* REQUIRED WORK *
- A) Revise the furry MMO forum post from the words "## kittlelitz (Jun" through "armors and potions!)", replacing "Secondhand Lands" with "Fabled Lands".
- B) Write the next part of the furry MMO forum post, continuing after its final sentence.

* DOCUMENT SEGMENT *
# New Furry MMO! Need new players!



## kittlelitz (Jun 15, 2017)

Hello, everyone! I'm currently involved in a small team of developers who are working on a new furry, fairy tale-based MMO called "Secondhand Lands." The game recently passed the Steam "Greenlight" process, but we need more players to justify further development. Although the graphics and the character models may seem a bit underwhelming, we promise that there'll be a ton of graphics-improvements very soon.

In the game, you can choose up to four main classes (Wolf, Catgirl, Scrapper [Anthros, essentially] and Sheep.) of character and each class has its own particular specialties (Wolves and Catgirls, for instance, are especially good at PVP. Scrappers and Sheep are excellent for grabbing resources and for crafting numerous different armors and potions!)

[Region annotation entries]
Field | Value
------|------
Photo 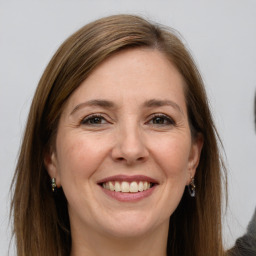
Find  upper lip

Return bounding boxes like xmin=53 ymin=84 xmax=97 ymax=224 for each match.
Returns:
xmin=97 ymin=175 xmax=158 ymax=184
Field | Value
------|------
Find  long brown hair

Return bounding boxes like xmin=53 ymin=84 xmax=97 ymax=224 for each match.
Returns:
xmin=12 ymin=15 xmax=225 ymax=256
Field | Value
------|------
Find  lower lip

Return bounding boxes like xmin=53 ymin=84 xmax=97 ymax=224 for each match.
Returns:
xmin=101 ymin=185 xmax=157 ymax=202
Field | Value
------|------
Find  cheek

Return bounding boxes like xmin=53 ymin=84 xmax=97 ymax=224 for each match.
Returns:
xmin=58 ymin=134 xmax=109 ymax=186
xmin=151 ymin=136 xmax=190 ymax=178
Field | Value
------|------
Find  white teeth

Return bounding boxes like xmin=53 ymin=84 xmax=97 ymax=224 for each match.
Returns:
xmin=139 ymin=181 xmax=144 ymax=192
xmin=115 ymin=182 xmax=121 ymax=192
xmin=130 ymin=181 xmax=139 ymax=193
xmin=102 ymin=181 xmax=151 ymax=193
xmin=109 ymin=181 xmax=115 ymax=191
xmin=121 ymin=181 xmax=130 ymax=192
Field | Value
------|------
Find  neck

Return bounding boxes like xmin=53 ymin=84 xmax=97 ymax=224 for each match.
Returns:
xmin=71 ymin=221 xmax=168 ymax=256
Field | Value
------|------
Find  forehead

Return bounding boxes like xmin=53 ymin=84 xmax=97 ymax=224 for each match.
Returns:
xmin=64 ymin=48 xmax=185 ymax=111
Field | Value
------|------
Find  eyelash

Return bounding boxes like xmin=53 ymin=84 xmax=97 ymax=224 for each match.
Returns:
xmin=80 ymin=114 xmax=107 ymax=125
xmin=80 ymin=114 xmax=176 ymax=126
xmin=147 ymin=114 xmax=176 ymax=126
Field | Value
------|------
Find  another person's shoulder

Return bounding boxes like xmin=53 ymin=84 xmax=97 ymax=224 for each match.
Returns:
xmin=228 ymin=209 xmax=256 ymax=256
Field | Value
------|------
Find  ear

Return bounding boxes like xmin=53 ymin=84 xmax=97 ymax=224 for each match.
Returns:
xmin=44 ymin=151 xmax=61 ymax=187
xmin=187 ymin=133 xmax=204 ymax=185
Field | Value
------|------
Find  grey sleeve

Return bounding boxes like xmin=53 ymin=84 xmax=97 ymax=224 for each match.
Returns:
xmin=228 ymin=209 xmax=256 ymax=256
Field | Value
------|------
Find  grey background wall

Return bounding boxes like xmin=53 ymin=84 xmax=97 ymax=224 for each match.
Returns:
xmin=0 ymin=0 xmax=256 ymax=255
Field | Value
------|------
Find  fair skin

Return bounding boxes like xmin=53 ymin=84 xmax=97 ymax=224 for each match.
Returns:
xmin=45 ymin=49 xmax=202 ymax=256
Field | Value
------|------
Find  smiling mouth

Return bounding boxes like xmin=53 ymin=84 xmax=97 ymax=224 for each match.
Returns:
xmin=100 ymin=181 xmax=155 ymax=193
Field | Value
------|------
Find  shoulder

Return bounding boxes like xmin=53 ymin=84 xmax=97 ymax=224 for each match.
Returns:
xmin=228 ymin=209 xmax=256 ymax=256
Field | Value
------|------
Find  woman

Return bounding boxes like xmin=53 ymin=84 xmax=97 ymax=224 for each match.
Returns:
xmin=12 ymin=15 xmax=226 ymax=256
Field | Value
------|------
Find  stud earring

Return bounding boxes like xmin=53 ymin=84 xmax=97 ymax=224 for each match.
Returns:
xmin=188 ymin=177 xmax=196 ymax=197
xmin=52 ymin=178 xmax=57 ymax=192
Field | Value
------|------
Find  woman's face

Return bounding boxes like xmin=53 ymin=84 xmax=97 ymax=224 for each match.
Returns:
xmin=45 ymin=49 xmax=202 ymax=240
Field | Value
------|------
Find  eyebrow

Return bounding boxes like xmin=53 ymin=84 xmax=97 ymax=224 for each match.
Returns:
xmin=143 ymin=99 xmax=184 ymax=115
xmin=70 ymin=99 xmax=115 ymax=115
xmin=70 ymin=99 xmax=184 ymax=115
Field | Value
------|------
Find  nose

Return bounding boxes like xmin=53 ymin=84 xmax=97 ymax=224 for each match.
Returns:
xmin=111 ymin=123 xmax=149 ymax=165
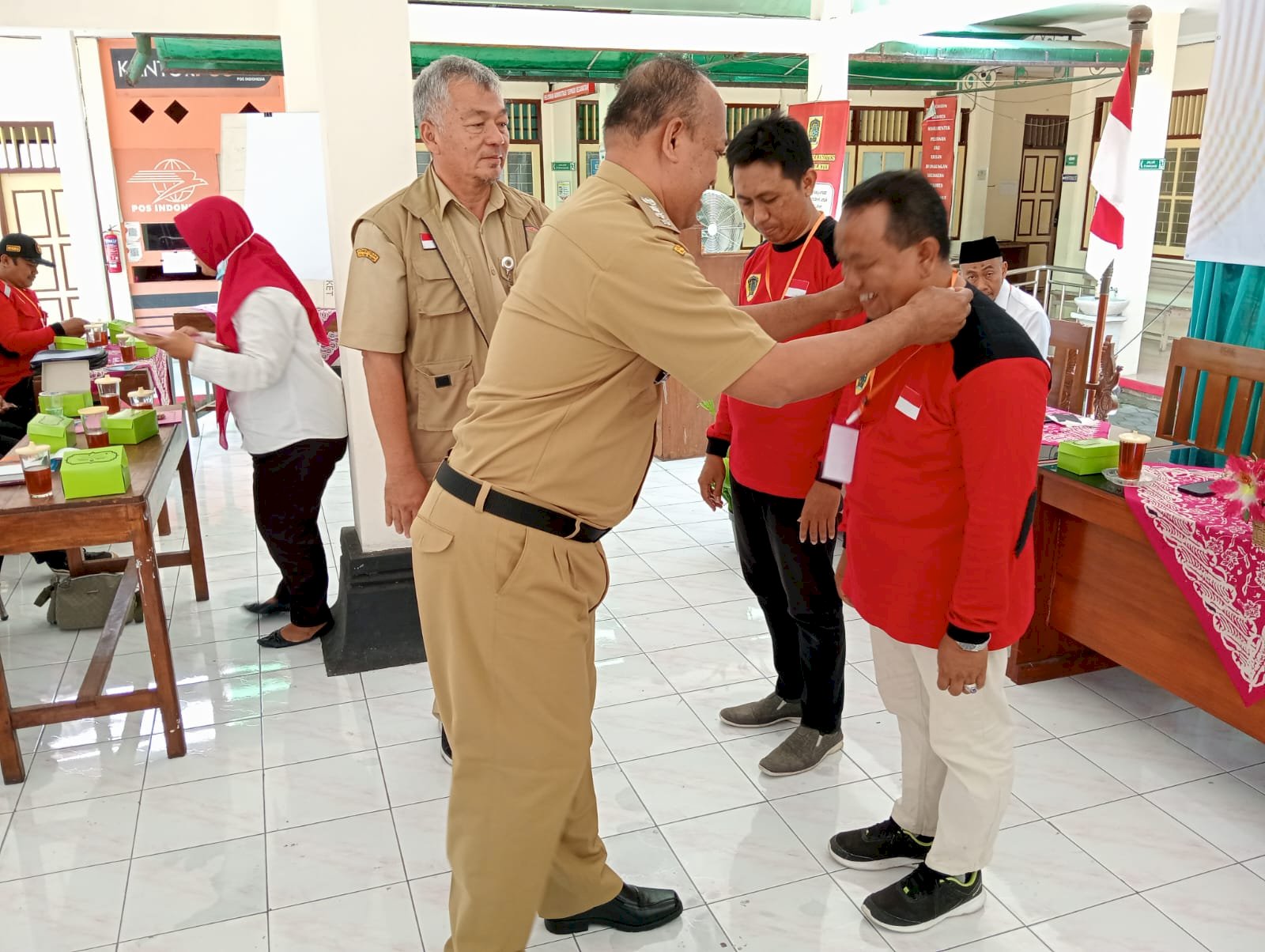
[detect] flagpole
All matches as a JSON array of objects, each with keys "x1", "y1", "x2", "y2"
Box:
[{"x1": 1086, "y1": 4, "x2": 1151, "y2": 414}]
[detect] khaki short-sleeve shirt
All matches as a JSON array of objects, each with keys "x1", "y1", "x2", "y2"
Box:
[
  {"x1": 451, "y1": 162, "x2": 774, "y2": 525},
  {"x1": 339, "y1": 167, "x2": 548, "y2": 478}
]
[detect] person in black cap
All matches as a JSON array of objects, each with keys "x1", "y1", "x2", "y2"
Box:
[
  {"x1": 0, "y1": 233, "x2": 86, "y2": 433},
  {"x1": 957, "y1": 236, "x2": 1050, "y2": 356}
]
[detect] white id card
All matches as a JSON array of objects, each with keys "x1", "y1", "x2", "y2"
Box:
[{"x1": 821, "y1": 423, "x2": 862, "y2": 484}]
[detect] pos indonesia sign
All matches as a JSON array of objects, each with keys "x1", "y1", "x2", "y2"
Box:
[
  {"x1": 114, "y1": 148, "x2": 220, "y2": 223},
  {"x1": 787, "y1": 99, "x2": 848, "y2": 217},
  {"x1": 922, "y1": 96, "x2": 957, "y2": 214}
]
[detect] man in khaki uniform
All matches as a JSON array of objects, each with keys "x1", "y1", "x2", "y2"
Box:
[
  {"x1": 340, "y1": 55, "x2": 549, "y2": 760},
  {"x1": 413, "y1": 57, "x2": 970, "y2": 952}
]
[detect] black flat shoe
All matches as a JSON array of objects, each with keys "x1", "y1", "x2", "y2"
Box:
[
  {"x1": 546, "y1": 882, "x2": 682, "y2": 935},
  {"x1": 242, "y1": 602, "x2": 289, "y2": 617},
  {"x1": 258, "y1": 621, "x2": 334, "y2": 648}
]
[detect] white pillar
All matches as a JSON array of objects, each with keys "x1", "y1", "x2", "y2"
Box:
[
  {"x1": 30, "y1": 29, "x2": 110, "y2": 320},
  {"x1": 74, "y1": 36, "x2": 133, "y2": 323},
  {"x1": 1112, "y1": 13, "x2": 1181, "y2": 375},
  {"x1": 805, "y1": 0, "x2": 852, "y2": 103},
  {"x1": 540, "y1": 99, "x2": 580, "y2": 209},
  {"x1": 278, "y1": 0, "x2": 416, "y2": 550}
]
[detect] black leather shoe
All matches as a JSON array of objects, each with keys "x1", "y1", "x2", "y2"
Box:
[
  {"x1": 242, "y1": 599, "x2": 289, "y2": 615},
  {"x1": 259, "y1": 621, "x2": 334, "y2": 648},
  {"x1": 546, "y1": 882, "x2": 682, "y2": 935}
]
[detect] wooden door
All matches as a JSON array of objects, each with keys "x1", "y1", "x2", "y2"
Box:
[
  {"x1": 0, "y1": 172, "x2": 75, "y2": 320},
  {"x1": 1014, "y1": 115, "x2": 1067, "y2": 267}
]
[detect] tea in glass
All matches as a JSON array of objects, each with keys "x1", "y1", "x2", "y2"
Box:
[
  {"x1": 96, "y1": 377, "x2": 122, "y2": 413},
  {"x1": 80, "y1": 406, "x2": 110, "y2": 449},
  {"x1": 1118, "y1": 430, "x2": 1151, "y2": 481},
  {"x1": 17, "y1": 443, "x2": 53, "y2": 499}
]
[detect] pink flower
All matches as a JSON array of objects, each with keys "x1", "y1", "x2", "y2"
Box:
[{"x1": 1212, "y1": 455, "x2": 1265, "y2": 518}]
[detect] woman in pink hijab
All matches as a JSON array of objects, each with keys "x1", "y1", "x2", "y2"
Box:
[{"x1": 140, "y1": 195, "x2": 346, "y2": 648}]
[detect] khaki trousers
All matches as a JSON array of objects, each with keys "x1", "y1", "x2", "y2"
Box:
[
  {"x1": 870, "y1": 625, "x2": 1014, "y2": 876},
  {"x1": 411, "y1": 485, "x2": 622, "y2": 952}
]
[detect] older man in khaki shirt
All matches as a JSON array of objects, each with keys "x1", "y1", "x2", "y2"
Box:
[{"x1": 413, "y1": 57, "x2": 970, "y2": 952}]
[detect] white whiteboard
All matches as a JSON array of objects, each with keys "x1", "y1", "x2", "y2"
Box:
[{"x1": 231, "y1": 112, "x2": 334, "y2": 281}]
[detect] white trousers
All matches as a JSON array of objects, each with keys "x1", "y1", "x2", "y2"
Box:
[{"x1": 870, "y1": 625, "x2": 1014, "y2": 876}]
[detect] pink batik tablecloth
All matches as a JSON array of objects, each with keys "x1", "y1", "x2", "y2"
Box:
[
  {"x1": 91, "y1": 344, "x2": 171, "y2": 406},
  {"x1": 1041, "y1": 406, "x2": 1111, "y2": 446},
  {"x1": 1124, "y1": 463, "x2": 1265, "y2": 705}
]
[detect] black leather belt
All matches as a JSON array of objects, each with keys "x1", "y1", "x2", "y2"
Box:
[{"x1": 435, "y1": 462, "x2": 610, "y2": 542}]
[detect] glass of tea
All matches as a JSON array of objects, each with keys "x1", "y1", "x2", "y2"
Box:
[
  {"x1": 128, "y1": 387, "x2": 154, "y2": 410},
  {"x1": 17, "y1": 443, "x2": 53, "y2": 499},
  {"x1": 80, "y1": 406, "x2": 110, "y2": 449},
  {"x1": 1118, "y1": 430, "x2": 1151, "y2": 482},
  {"x1": 96, "y1": 377, "x2": 122, "y2": 413}
]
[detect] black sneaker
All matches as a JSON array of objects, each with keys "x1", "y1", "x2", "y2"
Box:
[
  {"x1": 862, "y1": 863, "x2": 984, "y2": 931},
  {"x1": 830, "y1": 818, "x2": 935, "y2": 870}
]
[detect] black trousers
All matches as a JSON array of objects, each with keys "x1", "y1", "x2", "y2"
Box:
[
  {"x1": 253, "y1": 436, "x2": 346, "y2": 628},
  {"x1": 732, "y1": 480, "x2": 846, "y2": 733}
]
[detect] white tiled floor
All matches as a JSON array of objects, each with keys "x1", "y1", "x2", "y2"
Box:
[{"x1": 0, "y1": 438, "x2": 1265, "y2": 952}]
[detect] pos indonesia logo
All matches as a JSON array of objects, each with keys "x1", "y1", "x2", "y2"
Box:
[
  {"x1": 128, "y1": 158, "x2": 207, "y2": 213},
  {"x1": 808, "y1": 115, "x2": 821, "y2": 148}
]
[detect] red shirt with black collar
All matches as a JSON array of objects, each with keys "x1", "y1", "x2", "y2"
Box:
[
  {"x1": 707, "y1": 217, "x2": 860, "y2": 499},
  {"x1": 0, "y1": 281, "x2": 55, "y2": 396},
  {"x1": 835, "y1": 291, "x2": 1050, "y2": 651}
]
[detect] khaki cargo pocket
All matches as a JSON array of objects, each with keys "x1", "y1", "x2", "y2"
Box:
[{"x1": 413, "y1": 357, "x2": 474, "y2": 433}]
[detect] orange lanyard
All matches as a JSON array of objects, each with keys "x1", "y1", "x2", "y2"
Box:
[
  {"x1": 844, "y1": 271, "x2": 957, "y2": 427},
  {"x1": 764, "y1": 211, "x2": 826, "y2": 301}
]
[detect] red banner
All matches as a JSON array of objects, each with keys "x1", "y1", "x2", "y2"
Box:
[
  {"x1": 922, "y1": 96, "x2": 957, "y2": 213},
  {"x1": 540, "y1": 82, "x2": 597, "y2": 103},
  {"x1": 787, "y1": 99, "x2": 848, "y2": 219}
]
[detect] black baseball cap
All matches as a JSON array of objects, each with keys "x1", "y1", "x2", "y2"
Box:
[{"x1": 0, "y1": 232, "x2": 55, "y2": 267}]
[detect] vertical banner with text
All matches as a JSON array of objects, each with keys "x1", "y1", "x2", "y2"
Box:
[
  {"x1": 922, "y1": 96, "x2": 957, "y2": 214},
  {"x1": 787, "y1": 99, "x2": 849, "y2": 219}
]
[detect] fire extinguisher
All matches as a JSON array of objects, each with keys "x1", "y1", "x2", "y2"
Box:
[{"x1": 104, "y1": 229, "x2": 123, "y2": 274}]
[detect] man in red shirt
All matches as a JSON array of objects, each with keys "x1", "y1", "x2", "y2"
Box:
[
  {"x1": 0, "y1": 233, "x2": 85, "y2": 433},
  {"x1": 698, "y1": 114, "x2": 856, "y2": 776},
  {"x1": 824, "y1": 171, "x2": 1050, "y2": 931}
]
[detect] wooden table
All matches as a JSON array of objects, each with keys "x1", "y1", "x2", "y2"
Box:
[
  {"x1": 1008, "y1": 440, "x2": 1265, "y2": 741},
  {"x1": 0, "y1": 424, "x2": 209, "y2": 784}
]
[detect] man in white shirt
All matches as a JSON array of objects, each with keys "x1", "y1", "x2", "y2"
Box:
[{"x1": 957, "y1": 236, "x2": 1050, "y2": 357}]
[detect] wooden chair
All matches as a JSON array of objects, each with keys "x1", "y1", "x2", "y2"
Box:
[
  {"x1": 1155, "y1": 337, "x2": 1265, "y2": 455},
  {"x1": 171, "y1": 310, "x2": 215, "y2": 436},
  {"x1": 1050, "y1": 320, "x2": 1094, "y2": 414}
]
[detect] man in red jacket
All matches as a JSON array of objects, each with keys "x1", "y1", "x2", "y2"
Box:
[
  {"x1": 824, "y1": 171, "x2": 1050, "y2": 931},
  {"x1": 0, "y1": 233, "x2": 85, "y2": 432},
  {"x1": 698, "y1": 114, "x2": 856, "y2": 776}
]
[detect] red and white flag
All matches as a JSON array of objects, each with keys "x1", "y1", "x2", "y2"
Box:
[{"x1": 1086, "y1": 70, "x2": 1134, "y2": 281}]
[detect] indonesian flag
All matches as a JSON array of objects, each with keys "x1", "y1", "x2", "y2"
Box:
[{"x1": 1086, "y1": 70, "x2": 1134, "y2": 281}]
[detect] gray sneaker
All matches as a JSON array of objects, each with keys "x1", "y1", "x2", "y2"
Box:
[
  {"x1": 761, "y1": 724, "x2": 844, "y2": 777},
  {"x1": 719, "y1": 691, "x2": 803, "y2": 727}
]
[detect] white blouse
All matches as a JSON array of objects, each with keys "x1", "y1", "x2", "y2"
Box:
[{"x1": 188, "y1": 287, "x2": 346, "y2": 455}]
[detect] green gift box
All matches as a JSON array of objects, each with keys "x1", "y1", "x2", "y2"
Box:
[
  {"x1": 27, "y1": 413, "x2": 74, "y2": 453},
  {"x1": 40, "y1": 390, "x2": 93, "y2": 417},
  {"x1": 59, "y1": 447, "x2": 131, "y2": 499},
  {"x1": 1059, "y1": 436, "x2": 1120, "y2": 476},
  {"x1": 105, "y1": 408, "x2": 158, "y2": 446}
]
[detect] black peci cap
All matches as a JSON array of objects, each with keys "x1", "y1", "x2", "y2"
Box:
[
  {"x1": 957, "y1": 236, "x2": 1002, "y2": 265},
  {"x1": 0, "y1": 232, "x2": 55, "y2": 267}
]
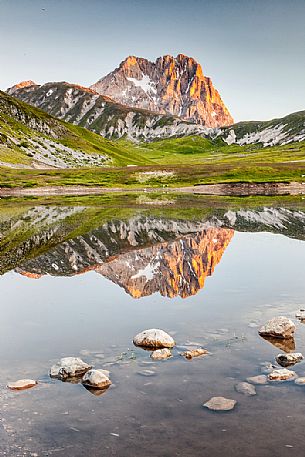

* ANSWERS BY TASK *
- A)
## kittlelitz (Jun 15, 2017)

Hello, everyone! I'm currently involved in a small team of developers who are working on a new furry, fairy tale-based MMO called "Fabled Lands." The game recently passed the Steam "Greenlight" process, but we need more players to justify further development. Although the graphics and the character models may seem a bit underwhelming, we promise that there'll be a ton of graphics-improvements very soon.

In the game, you can choose up to four main classes (Wolf, Catgirl, Scrapper [Anthros, essentially] and Sheep.) of character and each class has its own particular specialties (Wolves and Catgirls, for instance, are especially good at PVP. Scrappers and Sheep are excellent for grabbing resources and for crafting numerous different armors and potions!)

- B)
For those interested in joining, please feel free to download the client. I'll happily assist all those who are new in training and in outfitting their characters. Secondhand Lands


----------



## Frostbyte The Shark (Jun 15, 2017)

I'll check it out next time I'm on my computer. Probably soon.


----------



## kittlelitz (Jun 15, 2017)

Frostbyte The Shark said:


> I'll check it out next time I'm on my computer. Probably soon.


Awesome! Just note that there will be a ton of improvements, soon. So don't be too turned off by the graphics! We're a pretty small team.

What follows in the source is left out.